## DIRECTION 1:
Select every line in the entries below that contains the string "knee", matching case exactly.

## SELECTED TEXT:
____

Class 8 Problem Set

Note: Students should always aim to produce publication-worthy tables and figures. Unless otherwise stated, tables should be rendered using stargazer::(), while figures can be rendered using ggplot2::() or plot(). Regardless, tables and figures should always be presented with necessary formatting – e.g., (sub)title, axis (variable) labels and titles, a clearly-identifiable legend and key, etc. Problem sets must always be compiled using LaTex or RMarkdown and include the full coding routine (with notes explaining your implementation) used to complete each problem (10pts).

The sample data below represent terms recovered from American party platforms, where each row represents a party and terms from similar policy areas (4pt).

____

## DIRECTION 2:
Return the complete problem set instructions above word for word.

____

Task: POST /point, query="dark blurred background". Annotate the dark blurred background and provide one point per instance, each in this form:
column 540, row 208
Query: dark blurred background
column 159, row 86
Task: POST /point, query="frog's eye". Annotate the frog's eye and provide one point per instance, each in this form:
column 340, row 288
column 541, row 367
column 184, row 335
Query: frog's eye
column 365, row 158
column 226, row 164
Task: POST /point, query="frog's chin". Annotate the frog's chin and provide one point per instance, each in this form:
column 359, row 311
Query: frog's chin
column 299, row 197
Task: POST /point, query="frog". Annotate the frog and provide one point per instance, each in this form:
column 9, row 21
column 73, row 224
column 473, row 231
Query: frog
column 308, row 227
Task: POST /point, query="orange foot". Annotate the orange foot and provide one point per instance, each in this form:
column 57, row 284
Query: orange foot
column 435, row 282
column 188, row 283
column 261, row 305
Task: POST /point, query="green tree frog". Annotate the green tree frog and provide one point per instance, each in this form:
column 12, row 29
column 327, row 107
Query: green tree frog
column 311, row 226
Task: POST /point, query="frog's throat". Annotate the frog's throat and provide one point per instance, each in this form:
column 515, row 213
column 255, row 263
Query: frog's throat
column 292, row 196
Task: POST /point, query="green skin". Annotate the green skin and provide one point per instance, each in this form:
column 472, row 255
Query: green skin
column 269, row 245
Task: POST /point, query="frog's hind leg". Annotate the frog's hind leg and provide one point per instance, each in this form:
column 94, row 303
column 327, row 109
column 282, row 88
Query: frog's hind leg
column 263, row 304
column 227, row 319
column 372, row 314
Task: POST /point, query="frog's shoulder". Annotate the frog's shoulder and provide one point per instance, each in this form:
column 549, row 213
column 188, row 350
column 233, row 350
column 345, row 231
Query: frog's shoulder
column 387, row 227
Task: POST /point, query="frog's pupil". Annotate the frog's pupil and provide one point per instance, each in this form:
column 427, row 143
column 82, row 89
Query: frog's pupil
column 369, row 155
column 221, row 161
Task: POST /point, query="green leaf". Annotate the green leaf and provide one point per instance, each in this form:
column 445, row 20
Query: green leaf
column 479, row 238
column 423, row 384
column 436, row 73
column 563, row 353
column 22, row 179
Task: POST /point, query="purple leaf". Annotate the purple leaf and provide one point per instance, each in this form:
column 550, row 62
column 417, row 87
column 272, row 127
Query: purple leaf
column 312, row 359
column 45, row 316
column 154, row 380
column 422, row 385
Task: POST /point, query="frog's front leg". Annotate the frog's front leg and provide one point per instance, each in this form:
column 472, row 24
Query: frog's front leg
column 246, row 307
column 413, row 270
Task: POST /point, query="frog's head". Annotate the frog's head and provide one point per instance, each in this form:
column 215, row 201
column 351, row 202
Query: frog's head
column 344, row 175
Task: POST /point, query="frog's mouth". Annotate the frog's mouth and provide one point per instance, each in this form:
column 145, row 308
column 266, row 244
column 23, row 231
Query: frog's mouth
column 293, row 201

____

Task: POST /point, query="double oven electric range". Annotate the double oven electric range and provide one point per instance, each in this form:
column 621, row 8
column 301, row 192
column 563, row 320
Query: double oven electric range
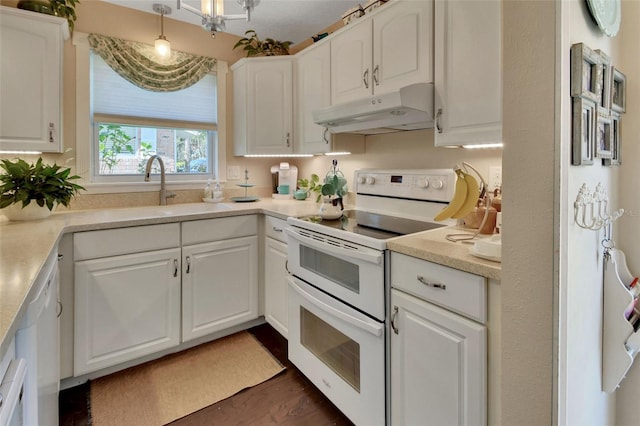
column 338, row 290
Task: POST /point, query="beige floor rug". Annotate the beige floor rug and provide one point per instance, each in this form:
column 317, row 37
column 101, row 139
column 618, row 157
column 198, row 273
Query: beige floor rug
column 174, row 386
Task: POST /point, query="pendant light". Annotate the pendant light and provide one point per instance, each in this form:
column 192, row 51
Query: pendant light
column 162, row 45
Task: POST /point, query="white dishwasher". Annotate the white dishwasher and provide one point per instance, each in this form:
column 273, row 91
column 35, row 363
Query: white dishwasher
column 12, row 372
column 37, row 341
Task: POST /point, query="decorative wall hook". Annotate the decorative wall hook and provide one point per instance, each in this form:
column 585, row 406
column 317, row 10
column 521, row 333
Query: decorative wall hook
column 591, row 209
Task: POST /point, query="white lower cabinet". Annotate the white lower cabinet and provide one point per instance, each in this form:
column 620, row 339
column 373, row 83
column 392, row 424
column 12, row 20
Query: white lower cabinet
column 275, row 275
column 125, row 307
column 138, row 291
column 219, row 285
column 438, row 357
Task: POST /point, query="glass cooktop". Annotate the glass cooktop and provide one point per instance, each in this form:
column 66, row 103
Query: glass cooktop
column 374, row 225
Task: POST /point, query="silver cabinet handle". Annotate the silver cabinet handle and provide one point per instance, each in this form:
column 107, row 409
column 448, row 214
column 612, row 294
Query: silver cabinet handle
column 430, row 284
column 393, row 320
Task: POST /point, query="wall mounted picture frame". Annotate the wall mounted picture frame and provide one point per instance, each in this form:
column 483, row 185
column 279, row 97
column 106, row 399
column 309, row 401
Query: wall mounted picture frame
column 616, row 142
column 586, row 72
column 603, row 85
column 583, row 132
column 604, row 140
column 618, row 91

____

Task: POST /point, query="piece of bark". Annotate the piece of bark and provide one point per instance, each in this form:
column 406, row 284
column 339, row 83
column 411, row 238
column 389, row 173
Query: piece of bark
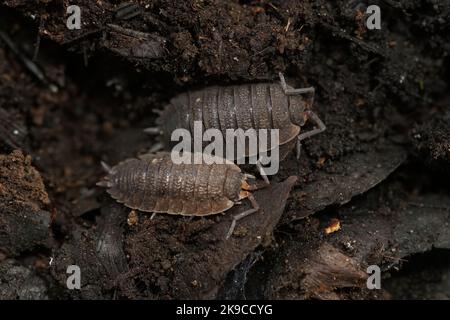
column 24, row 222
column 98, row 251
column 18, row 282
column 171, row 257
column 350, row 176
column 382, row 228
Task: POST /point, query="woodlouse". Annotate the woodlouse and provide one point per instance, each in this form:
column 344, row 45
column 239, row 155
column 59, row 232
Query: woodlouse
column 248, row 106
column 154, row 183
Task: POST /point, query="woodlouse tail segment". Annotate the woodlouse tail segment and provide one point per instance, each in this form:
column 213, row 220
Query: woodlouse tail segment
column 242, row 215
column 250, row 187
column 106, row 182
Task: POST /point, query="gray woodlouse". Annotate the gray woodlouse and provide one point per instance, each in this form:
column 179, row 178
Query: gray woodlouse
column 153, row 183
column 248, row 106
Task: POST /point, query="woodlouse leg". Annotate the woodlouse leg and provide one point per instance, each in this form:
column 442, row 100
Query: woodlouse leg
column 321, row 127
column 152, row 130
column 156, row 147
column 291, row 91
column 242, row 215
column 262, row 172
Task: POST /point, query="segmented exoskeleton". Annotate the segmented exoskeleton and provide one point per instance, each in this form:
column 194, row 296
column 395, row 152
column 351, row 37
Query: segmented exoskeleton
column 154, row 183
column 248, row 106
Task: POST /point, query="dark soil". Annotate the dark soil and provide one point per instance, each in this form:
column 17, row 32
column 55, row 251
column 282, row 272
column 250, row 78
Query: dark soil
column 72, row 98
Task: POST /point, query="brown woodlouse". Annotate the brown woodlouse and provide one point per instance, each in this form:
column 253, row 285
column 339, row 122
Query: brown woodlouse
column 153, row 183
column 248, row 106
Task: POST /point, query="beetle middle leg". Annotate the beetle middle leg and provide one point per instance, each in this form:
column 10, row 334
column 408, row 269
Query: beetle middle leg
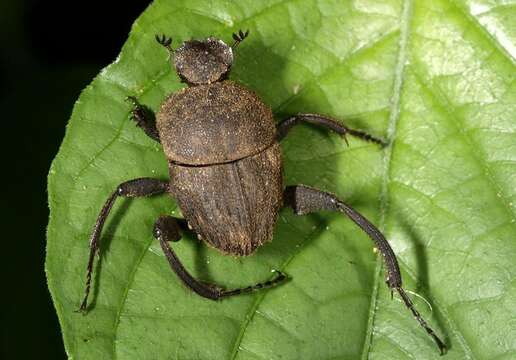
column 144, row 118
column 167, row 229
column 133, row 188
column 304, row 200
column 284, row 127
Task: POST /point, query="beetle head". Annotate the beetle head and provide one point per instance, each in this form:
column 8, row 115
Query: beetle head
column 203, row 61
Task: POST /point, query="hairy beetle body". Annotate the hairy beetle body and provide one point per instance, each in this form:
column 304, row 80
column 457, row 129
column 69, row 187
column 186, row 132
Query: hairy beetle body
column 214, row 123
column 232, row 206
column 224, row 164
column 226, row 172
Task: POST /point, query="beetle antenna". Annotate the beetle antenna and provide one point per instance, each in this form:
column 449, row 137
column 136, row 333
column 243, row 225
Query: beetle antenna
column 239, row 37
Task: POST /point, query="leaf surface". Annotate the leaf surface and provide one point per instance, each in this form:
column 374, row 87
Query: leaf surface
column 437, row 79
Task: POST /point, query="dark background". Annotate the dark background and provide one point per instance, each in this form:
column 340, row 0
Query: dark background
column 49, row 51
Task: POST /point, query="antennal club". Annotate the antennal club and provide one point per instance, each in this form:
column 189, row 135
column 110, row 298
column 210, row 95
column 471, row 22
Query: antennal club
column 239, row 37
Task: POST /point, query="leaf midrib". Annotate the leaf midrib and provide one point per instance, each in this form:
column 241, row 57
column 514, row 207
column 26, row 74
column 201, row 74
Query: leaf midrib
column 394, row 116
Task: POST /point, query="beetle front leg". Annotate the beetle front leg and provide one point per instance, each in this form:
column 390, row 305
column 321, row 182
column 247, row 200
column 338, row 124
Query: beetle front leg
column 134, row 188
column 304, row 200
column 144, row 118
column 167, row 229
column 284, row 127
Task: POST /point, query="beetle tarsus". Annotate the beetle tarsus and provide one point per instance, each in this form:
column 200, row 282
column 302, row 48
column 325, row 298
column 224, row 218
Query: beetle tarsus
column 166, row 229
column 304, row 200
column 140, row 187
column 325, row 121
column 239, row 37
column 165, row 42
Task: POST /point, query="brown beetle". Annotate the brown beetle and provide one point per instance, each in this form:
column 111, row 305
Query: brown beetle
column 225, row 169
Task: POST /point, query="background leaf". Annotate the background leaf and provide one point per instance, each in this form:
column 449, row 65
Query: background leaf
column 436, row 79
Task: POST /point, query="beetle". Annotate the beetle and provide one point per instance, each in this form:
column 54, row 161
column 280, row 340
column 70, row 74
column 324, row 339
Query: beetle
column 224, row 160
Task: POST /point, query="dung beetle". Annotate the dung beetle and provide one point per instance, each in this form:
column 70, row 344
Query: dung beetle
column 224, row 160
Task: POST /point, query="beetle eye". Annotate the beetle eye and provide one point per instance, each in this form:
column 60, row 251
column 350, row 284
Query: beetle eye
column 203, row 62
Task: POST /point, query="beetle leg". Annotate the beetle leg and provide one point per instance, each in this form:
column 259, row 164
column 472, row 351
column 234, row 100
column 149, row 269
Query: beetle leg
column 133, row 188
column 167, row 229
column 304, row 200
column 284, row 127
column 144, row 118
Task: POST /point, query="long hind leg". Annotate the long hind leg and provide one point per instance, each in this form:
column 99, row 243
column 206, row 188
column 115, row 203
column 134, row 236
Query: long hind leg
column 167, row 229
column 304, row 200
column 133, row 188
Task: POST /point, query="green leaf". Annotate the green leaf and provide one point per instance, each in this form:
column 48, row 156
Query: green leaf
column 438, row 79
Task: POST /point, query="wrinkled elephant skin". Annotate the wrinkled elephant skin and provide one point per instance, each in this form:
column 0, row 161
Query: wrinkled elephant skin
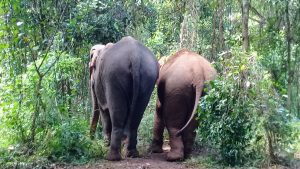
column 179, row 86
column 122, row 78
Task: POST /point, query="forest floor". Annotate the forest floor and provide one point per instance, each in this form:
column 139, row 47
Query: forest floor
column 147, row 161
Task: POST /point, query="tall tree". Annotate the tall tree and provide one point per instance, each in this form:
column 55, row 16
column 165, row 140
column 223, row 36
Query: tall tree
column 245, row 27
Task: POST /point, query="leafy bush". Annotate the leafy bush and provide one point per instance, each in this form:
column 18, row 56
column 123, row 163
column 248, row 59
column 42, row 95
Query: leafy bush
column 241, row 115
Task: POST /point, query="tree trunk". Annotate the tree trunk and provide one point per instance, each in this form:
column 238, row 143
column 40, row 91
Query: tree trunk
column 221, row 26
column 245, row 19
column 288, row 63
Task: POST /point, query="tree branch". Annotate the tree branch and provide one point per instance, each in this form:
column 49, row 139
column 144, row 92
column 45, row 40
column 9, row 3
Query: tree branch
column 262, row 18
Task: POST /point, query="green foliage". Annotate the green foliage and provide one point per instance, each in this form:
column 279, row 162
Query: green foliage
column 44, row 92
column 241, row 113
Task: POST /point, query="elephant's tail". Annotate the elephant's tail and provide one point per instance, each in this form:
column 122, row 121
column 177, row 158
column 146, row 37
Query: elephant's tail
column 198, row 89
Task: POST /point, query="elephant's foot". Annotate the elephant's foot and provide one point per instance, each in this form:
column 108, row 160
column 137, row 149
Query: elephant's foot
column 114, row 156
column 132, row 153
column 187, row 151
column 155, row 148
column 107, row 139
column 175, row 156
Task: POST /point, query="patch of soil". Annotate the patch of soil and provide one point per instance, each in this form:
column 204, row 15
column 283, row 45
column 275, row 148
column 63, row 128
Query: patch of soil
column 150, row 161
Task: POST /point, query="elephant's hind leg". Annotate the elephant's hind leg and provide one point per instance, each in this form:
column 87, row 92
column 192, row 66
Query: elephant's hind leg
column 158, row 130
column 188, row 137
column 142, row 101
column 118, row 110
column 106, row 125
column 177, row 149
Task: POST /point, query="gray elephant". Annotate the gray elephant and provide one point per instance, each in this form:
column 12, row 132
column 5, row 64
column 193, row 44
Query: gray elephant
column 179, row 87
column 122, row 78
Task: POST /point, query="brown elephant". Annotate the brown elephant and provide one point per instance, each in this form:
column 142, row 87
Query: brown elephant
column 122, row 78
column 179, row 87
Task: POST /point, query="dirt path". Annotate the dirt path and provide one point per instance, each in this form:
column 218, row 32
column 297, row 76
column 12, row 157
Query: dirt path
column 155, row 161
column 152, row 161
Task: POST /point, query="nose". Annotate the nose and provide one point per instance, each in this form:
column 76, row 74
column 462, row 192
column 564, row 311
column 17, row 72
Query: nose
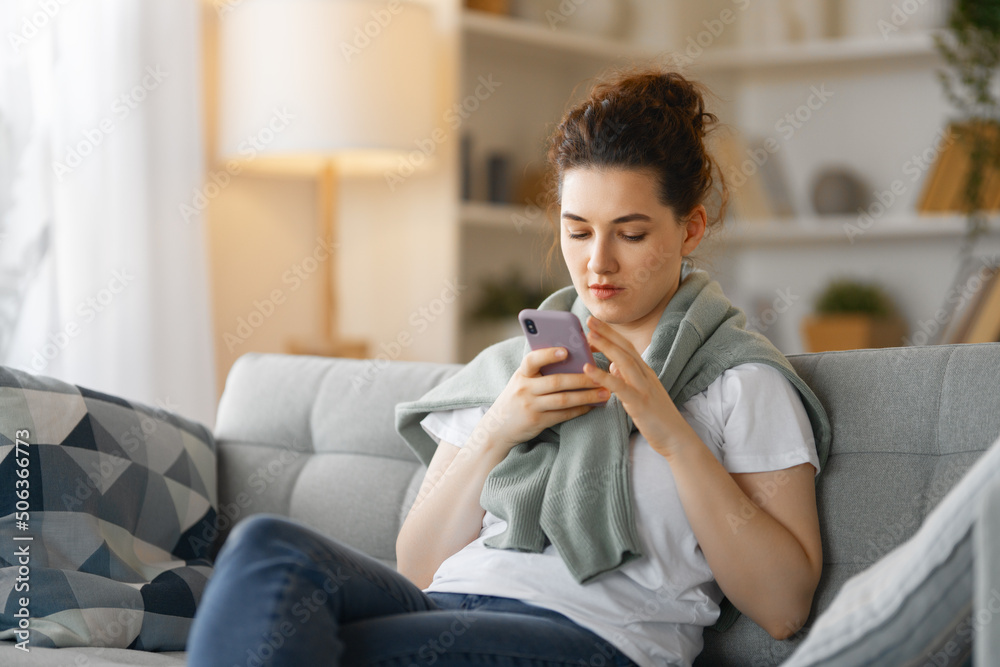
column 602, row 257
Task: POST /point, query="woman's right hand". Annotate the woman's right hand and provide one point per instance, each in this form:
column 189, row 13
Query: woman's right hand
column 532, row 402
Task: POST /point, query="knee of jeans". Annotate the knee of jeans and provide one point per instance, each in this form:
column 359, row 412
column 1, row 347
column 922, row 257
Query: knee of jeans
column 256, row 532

____

## TASK ANSWER 1:
Task: POST /point, query="knee of jeans". Annotate the knee of jeans and provide one point per instance, each in this form:
Query: knee of jeans

## TASK ANSWER 2:
Class 8 Problem Set

Note: Students should always aim to produce publication-worthy tables and figures. Unless otherwise stated, tables should be rendered using stargazer::(), while figures can be rendered using ggplot2::() or plot(). Regardless, tables and figures should always be presented with necessary formatting – e.g., (sub)title, axis (variable) labels and titles, a clearly-identifiable legend and key, etc. Problem sets must always be compiled using LaTex or RMarkdown and include the full coding routine (with notes explaining your implementation) used to complete each problem (10pts).

The sample data below represent terms recovered from American party platforms, where each row represents a party and terms from similar policy areas (4pt).